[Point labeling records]
****
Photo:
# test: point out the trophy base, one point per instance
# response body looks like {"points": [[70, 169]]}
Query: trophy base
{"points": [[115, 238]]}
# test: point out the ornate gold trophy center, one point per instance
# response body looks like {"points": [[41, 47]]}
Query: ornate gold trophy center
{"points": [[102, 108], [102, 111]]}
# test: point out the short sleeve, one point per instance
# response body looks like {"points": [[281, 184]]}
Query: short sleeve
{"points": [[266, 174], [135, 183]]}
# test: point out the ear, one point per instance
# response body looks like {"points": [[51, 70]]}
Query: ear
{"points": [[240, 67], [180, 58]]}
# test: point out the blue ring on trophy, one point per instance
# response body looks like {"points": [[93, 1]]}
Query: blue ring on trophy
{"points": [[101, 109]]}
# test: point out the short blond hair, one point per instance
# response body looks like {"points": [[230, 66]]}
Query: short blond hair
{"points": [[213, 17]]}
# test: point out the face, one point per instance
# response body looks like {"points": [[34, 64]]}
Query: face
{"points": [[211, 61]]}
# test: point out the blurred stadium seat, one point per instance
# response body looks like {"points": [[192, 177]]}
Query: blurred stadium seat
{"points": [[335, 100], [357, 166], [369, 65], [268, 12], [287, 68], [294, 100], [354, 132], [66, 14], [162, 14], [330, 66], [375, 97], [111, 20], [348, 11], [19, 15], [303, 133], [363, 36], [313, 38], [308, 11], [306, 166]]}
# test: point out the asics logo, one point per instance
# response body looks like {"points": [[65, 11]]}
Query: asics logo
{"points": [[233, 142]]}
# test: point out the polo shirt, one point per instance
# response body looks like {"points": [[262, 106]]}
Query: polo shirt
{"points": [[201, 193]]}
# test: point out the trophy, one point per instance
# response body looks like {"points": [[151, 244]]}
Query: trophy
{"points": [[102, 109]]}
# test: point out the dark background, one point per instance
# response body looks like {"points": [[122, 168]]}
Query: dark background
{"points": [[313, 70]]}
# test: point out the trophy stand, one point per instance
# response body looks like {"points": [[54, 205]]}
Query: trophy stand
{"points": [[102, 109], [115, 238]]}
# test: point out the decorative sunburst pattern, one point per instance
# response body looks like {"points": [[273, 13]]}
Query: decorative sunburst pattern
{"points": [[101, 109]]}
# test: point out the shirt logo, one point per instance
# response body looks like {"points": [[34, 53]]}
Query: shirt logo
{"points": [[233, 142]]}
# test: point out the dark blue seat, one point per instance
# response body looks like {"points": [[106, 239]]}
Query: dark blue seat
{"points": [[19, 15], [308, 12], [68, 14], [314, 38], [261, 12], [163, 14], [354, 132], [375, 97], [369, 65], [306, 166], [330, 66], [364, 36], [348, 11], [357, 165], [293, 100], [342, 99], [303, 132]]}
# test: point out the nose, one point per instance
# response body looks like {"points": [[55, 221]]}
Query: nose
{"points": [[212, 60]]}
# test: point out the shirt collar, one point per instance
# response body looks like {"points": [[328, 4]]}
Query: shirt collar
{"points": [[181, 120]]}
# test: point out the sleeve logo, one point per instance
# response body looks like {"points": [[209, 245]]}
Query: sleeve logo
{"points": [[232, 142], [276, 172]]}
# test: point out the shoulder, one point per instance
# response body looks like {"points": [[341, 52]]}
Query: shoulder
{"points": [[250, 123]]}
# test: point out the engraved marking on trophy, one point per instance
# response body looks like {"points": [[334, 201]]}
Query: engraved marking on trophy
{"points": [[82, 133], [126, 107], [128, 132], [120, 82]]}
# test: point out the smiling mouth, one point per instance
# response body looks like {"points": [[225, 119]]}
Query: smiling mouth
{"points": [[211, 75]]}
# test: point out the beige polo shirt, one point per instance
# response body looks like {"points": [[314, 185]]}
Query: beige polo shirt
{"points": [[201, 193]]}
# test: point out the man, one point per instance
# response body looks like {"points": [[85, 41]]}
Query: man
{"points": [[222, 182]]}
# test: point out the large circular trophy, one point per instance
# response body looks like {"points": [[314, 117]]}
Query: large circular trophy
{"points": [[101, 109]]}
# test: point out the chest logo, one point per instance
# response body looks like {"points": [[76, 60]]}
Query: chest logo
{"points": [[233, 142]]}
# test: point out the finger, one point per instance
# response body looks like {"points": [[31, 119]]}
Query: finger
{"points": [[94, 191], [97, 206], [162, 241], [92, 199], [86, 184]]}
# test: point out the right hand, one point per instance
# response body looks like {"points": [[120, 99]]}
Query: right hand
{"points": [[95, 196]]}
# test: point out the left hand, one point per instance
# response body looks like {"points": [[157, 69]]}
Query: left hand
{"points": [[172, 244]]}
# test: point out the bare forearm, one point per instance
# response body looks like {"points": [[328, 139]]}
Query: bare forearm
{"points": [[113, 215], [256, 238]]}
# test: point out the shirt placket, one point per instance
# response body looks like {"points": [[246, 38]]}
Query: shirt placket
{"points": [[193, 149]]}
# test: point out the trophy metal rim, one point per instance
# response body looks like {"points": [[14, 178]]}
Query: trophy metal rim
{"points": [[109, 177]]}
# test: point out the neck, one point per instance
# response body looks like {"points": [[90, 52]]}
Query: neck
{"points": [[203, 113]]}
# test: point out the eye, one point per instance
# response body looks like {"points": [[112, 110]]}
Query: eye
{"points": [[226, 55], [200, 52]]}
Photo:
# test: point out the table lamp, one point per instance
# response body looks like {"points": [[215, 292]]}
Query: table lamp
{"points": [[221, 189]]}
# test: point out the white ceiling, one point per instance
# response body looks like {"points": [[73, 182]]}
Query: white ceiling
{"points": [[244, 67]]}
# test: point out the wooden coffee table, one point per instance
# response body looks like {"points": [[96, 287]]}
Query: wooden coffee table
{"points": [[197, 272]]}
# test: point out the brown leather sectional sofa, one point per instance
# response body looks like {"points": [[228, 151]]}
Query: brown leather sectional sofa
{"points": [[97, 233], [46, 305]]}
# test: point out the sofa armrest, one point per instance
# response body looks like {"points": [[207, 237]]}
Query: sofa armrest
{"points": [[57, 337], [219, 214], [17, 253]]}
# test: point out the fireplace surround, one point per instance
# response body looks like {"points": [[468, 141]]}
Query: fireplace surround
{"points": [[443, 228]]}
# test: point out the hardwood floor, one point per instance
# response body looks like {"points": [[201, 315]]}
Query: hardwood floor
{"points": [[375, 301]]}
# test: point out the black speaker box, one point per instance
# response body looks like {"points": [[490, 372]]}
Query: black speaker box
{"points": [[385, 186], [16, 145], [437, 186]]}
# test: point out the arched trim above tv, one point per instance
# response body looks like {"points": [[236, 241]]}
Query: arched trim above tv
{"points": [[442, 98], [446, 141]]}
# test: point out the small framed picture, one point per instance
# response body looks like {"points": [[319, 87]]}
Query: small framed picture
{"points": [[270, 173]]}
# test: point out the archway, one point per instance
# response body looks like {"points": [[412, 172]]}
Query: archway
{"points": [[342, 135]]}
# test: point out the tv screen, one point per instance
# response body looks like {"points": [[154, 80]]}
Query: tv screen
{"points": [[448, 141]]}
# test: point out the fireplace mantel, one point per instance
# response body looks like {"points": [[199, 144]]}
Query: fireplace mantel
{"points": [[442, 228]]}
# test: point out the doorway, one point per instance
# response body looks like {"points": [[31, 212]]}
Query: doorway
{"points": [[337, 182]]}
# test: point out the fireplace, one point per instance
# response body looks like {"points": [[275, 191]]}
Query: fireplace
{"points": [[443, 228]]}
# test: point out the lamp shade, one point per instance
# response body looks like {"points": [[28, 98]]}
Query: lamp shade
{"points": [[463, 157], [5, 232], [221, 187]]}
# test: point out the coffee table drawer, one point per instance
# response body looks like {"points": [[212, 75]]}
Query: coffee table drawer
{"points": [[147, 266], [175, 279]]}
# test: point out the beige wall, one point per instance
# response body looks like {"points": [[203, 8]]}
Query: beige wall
****
#### [Task description]
Reproduce the records from the line containing "# test: point out the small" through the end of the records, both ends included, swapping "doorway" for "entryway" and leaving all else unchanged.

#### [Solution to this exercise]
# test: point out the small framed picture, one point per instance
# response body looks like {"points": [[319, 87]]}
Query: small framed picture
{"points": [[270, 173]]}
# test: point out the archway, one point per instance
# response body looks like {"points": [[412, 172]]}
Query: archway
{"points": [[342, 135]]}
# test: point out the tv screen, one point per instance
# response body looks like {"points": [[154, 80]]}
Query: tv screen
{"points": [[448, 141]]}
# test: point out the fireplace mantel, one point per instance
# response body looks like {"points": [[199, 144]]}
Query: fireplace mantel
{"points": [[442, 228]]}
# test: point out the entryway, one point per instance
# response body looks like {"points": [[31, 212]]}
Query: entryway
{"points": [[337, 182]]}
# test: point out the fireplace, one point per instance
# response body looks like {"points": [[275, 191]]}
Query: fireplace
{"points": [[443, 228]]}
# test: point out the lamp shade, one point per instance
# response body looks like {"points": [[28, 98]]}
Query: lamp shade
{"points": [[463, 157], [5, 232], [221, 187]]}
# test: point out the coffee table drawer, one point per instance
# response body looks like {"points": [[212, 75]]}
Query: coffee table drawer
{"points": [[147, 266], [175, 279]]}
# test: point out the beige wall, one point per instance
# response body looks like {"points": [[203, 8]]}
Query: beige wall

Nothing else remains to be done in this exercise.